Write out the entries once more, exactly as they appear.

┌────────

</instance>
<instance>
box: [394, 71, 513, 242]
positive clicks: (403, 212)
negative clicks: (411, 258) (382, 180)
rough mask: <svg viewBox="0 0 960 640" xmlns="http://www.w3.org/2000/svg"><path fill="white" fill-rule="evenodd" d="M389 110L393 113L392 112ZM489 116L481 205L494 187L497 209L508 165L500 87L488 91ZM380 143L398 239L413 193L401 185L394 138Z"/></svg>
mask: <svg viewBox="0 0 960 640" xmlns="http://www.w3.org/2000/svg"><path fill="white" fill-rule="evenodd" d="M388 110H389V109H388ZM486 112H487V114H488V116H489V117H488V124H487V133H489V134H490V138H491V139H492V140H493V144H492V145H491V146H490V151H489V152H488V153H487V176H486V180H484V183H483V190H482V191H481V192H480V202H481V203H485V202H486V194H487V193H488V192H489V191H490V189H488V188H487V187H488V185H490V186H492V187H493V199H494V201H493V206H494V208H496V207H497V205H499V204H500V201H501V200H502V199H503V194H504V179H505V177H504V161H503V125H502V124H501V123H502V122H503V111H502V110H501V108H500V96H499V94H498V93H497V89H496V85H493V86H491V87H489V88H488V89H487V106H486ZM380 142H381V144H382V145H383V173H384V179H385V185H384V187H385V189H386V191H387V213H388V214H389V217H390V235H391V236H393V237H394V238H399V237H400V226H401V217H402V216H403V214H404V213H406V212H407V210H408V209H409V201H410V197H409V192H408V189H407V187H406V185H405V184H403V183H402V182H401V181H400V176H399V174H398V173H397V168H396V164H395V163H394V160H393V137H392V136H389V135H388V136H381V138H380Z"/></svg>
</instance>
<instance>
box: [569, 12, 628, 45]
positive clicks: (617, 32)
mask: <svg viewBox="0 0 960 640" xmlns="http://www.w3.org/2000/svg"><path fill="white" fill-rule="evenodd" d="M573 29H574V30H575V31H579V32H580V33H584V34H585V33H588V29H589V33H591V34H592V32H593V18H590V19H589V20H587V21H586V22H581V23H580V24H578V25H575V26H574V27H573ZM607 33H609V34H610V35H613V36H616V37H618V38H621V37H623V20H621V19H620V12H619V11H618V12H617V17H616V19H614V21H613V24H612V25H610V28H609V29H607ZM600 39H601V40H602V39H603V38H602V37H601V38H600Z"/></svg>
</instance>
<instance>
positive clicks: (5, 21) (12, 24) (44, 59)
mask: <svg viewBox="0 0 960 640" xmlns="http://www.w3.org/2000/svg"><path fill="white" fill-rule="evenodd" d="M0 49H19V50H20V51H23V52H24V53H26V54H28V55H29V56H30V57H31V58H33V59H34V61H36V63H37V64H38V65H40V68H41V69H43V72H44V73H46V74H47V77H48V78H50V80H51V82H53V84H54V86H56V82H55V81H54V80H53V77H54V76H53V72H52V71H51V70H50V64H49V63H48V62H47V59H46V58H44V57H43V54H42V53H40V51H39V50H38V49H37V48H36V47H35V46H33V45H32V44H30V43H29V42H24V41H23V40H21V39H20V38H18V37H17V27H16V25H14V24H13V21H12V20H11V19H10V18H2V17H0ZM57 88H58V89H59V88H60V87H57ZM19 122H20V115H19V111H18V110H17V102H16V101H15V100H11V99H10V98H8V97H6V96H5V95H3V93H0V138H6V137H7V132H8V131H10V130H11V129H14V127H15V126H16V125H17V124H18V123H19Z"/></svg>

└────────

### [Worked solution]
</instance>
<instance>
box: [394, 71, 513, 242]
positive clicks: (403, 212)
negative clicks: (411, 258) (382, 180)
rough mask: <svg viewBox="0 0 960 640" xmlns="http://www.w3.org/2000/svg"><path fill="white" fill-rule="evenodd" d="M389 110L393 113L392 112ZM489 116L481 205L494 187L497 209L508 165L500 87L488 91ZM380 143L398 239L413 193L401 185L394 138Z"/></svg>
mask: <svg viewBox="0 0 960 640" xmlns="http://www.w3.org/2000/svg"><path fill="white" fill-rule="evenodd" d="M388 110H389V109H388ZM486 112H487V114H488V116H489V117H488V124H487V133H489V134H490V138H491V139H492V140H493V144H492V145H491V146H490V151H489V152H488V153H487V176H486V180H484V183H483V190H482V191H481V192H480V202H481V203H485V202H486V194H487V193H488V192H489V191H490V189H488V188H487V187H488V185H490V186H492V187H493V199H494V201H493V206H494V208H496V207H497V205H499V204H500V201H501V200H502V199H503V194H504V179H505V177H504V161H503V125H502V124H501V123H502V122H503V111H502V110H501V108H500V96H499V94H498V93H497V89H496V85H493V86H491V87H489V88H488V89H487V106H486ZM380 142H381V144H382V145H383V173H384V179H385V185H384V187H385V189H386V191H387V213H388V214H389V217H390V235H391V236H393V237H394V238H399V237H400V226H401V217H402V216H403V214H404V213H406V212H407V210H408V209H409V201H410V197H409V192H408V189H407V187H406V185H405V184H403V183H402V182H401V181H400V176H399V174H398V173H397V168H396V164H395V163H394V160H393V137H392V136H389V135H388V136H381V138H380Z"/></svg>
</instance>
<instance>
box: [569, 12, 628, 45]
positive clicks: (617, 32)
mask: <svg viewBox="0 0 960 640" xmlns="http://www.w3.org/2000/svg"><path fill="white" fill-rule="evenodd" d="M573 29H574V30H575V31H579V32H580V33H584V34H585V33H588V29H589V33H591V34H592V32H593V18H590V19H589V20H587V21H586V22H581V23H580V24H578V25H575V26H574V27H573ZM607 33H609V34H610V35H613V36H616V37H618V38H621V37H623V20H621V19H620V12H619V11H618V12H617V17H616V19H614V21H613V24H612V25H610V28H609V29H607ZM600 39H601V40H602V39H603V38H602V37H601V38H600Z"/></svg>
</instance>
<instance>
positive clicks: (5, 21) (12, 24) (44, 59)
mask: <svg viewBox="0 0 960 640" xmlns="http://www.w3.org/2000/svg"><path fill="white" fill-rule="evenodd" d="M0 49H19V50H20V51H23V52H24V53H26V54H28V55H29V56H30V57H31V58H33V59H34V61H36V63H37V64H38V65H40V68H41V69H43V72H44V73H46V74H47V77H48V78H50V80H51V82H53V84H54V86H56V82H55V81H54V80H53V77H54V76H53V72H52V71H51V70H50V64H49V63H48V62H47V59H46V58H44V57H43V54H42V53H40V51H39V50H38V49H37V48H36V47H35V46H33V45H32V44H30V43H29V42H24V41H23V40H21V39H20V38H18V37H17V27H16V25H14V24H13V21H12V20H11V19H10V18H2V17H0ZM57 88H58V89H59V88H60V87H57ZM19 122H20V115H19V111H18V110H17V102H16V101H15V100H11V99H10V98H8V97H6V96H5V95H3V93H0V138H6V137H7V132H8V131H10V130H11V129H14V127H15V126H16V125H17V124H18V123H19Z"/></svg>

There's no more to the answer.